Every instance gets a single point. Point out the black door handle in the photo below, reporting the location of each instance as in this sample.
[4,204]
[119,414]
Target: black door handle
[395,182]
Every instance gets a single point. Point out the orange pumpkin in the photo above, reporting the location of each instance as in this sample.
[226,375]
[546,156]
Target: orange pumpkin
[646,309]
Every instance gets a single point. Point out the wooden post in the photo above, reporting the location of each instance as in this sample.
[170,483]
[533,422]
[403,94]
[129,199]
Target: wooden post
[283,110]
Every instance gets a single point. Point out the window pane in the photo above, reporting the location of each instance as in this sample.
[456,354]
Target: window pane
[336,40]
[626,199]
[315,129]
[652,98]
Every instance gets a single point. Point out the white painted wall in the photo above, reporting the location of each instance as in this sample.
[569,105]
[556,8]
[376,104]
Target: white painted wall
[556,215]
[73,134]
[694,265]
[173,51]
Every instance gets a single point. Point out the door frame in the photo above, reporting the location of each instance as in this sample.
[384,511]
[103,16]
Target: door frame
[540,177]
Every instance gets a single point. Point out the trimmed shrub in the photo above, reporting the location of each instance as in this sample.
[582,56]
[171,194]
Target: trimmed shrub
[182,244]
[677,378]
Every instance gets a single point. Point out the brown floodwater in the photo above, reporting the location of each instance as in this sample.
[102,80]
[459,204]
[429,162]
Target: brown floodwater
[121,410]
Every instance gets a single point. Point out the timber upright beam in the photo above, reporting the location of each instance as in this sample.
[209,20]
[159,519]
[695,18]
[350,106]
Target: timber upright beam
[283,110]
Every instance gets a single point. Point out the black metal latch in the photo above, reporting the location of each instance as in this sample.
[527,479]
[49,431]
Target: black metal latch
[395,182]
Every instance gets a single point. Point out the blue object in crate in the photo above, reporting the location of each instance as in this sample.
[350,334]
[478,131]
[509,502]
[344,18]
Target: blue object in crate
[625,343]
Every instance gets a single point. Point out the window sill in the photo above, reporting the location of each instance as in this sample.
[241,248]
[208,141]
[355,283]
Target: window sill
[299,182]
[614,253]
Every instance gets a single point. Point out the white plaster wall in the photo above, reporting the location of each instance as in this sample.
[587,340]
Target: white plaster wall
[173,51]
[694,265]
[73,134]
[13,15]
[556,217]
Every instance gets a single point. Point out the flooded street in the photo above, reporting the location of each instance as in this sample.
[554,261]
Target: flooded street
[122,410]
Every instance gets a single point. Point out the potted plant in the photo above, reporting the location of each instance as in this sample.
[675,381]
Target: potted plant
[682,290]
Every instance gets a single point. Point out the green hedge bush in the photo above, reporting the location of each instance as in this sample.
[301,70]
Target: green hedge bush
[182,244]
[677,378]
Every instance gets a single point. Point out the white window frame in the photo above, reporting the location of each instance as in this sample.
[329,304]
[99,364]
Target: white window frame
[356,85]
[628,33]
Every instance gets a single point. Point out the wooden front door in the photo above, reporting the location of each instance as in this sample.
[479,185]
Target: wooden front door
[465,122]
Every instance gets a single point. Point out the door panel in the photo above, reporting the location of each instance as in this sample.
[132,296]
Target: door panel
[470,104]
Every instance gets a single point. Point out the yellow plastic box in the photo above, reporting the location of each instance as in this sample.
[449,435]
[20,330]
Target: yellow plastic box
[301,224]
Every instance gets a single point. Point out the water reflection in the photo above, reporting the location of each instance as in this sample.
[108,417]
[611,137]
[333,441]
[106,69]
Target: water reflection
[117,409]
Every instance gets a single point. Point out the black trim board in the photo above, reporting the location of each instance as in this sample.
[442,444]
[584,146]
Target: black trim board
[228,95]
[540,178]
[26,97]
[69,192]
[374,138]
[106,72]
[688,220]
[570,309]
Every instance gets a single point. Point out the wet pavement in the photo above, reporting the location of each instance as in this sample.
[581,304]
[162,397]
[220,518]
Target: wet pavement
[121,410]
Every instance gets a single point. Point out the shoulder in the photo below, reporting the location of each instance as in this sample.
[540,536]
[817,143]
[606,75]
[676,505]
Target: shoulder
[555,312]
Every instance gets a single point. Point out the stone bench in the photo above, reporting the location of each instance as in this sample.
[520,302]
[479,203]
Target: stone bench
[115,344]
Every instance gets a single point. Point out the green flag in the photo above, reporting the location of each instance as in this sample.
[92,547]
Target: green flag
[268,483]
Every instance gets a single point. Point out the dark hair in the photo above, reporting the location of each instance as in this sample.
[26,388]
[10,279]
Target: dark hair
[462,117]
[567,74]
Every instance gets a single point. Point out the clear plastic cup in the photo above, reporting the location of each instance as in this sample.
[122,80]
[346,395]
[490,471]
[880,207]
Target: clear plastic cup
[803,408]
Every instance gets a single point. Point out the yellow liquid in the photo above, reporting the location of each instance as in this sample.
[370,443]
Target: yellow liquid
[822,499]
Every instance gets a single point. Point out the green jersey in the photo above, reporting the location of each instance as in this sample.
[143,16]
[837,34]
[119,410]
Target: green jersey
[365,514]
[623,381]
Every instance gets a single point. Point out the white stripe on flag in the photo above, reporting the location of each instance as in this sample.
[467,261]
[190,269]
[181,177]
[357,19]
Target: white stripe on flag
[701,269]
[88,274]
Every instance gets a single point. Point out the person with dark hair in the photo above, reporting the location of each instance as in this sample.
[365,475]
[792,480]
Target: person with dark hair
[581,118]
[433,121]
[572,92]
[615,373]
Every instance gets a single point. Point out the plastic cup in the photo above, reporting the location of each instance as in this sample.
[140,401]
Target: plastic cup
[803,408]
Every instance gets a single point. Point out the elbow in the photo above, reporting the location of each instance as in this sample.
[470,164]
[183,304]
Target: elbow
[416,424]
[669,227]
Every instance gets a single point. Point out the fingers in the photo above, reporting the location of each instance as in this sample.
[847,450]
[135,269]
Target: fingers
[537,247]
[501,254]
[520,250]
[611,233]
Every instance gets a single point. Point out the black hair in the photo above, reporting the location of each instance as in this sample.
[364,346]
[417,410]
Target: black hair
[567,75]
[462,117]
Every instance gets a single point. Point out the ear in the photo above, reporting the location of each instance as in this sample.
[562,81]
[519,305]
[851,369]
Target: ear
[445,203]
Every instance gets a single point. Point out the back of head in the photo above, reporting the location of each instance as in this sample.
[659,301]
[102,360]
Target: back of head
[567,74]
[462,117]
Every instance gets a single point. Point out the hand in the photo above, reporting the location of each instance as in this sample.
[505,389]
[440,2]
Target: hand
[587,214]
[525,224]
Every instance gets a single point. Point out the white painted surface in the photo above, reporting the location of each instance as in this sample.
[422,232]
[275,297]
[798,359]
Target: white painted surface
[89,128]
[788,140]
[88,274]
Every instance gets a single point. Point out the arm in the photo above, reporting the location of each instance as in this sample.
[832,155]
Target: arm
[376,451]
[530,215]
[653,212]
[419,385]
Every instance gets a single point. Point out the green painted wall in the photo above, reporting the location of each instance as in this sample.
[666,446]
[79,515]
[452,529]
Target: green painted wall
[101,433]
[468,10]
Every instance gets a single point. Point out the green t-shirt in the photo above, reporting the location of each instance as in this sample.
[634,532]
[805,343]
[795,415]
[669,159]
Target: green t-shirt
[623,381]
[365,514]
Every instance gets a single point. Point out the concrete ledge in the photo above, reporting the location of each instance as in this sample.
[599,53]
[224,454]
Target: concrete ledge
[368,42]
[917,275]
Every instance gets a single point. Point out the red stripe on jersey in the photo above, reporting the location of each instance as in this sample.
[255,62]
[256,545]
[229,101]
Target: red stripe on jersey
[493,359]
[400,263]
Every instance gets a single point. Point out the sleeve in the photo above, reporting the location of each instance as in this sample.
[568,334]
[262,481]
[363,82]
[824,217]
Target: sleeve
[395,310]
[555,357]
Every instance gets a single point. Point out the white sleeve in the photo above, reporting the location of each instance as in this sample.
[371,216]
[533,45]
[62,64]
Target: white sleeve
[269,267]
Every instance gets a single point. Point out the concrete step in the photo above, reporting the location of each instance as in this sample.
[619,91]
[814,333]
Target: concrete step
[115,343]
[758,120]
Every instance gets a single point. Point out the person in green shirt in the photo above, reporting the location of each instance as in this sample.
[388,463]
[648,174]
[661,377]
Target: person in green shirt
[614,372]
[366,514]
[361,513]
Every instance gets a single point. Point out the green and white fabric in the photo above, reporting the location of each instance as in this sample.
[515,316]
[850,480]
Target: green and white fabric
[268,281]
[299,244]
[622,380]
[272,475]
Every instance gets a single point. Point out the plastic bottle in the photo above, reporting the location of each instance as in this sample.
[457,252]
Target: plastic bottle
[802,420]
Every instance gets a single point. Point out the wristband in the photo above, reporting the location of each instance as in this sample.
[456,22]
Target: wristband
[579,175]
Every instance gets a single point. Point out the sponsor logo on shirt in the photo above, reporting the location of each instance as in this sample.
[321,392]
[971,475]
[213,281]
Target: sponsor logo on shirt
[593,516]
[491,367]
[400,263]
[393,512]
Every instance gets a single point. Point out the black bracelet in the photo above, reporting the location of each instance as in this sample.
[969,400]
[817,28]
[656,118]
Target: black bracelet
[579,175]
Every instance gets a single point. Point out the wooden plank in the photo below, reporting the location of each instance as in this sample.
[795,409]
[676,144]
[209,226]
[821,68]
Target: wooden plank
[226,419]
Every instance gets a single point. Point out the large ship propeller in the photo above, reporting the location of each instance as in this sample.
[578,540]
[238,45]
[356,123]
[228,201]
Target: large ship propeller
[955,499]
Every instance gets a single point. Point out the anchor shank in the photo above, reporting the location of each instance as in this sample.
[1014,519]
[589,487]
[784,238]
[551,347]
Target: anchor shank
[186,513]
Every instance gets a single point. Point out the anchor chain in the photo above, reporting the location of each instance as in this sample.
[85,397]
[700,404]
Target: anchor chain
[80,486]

• [Task]:
Show a copy of each line from the data that includes the word "below".

• [Reply to the task]:
Every instance gets a single point. Point out the black door handle in the photo below, reporting the location of each instance as in this sample.
Every instance gets a single point. Point out the shoulder in the photo below, reporting the location of each instance as in this sample.
Every instance gets a single point. Point out the wooden plank in the photo below, reporting the location of each instance as in this sample.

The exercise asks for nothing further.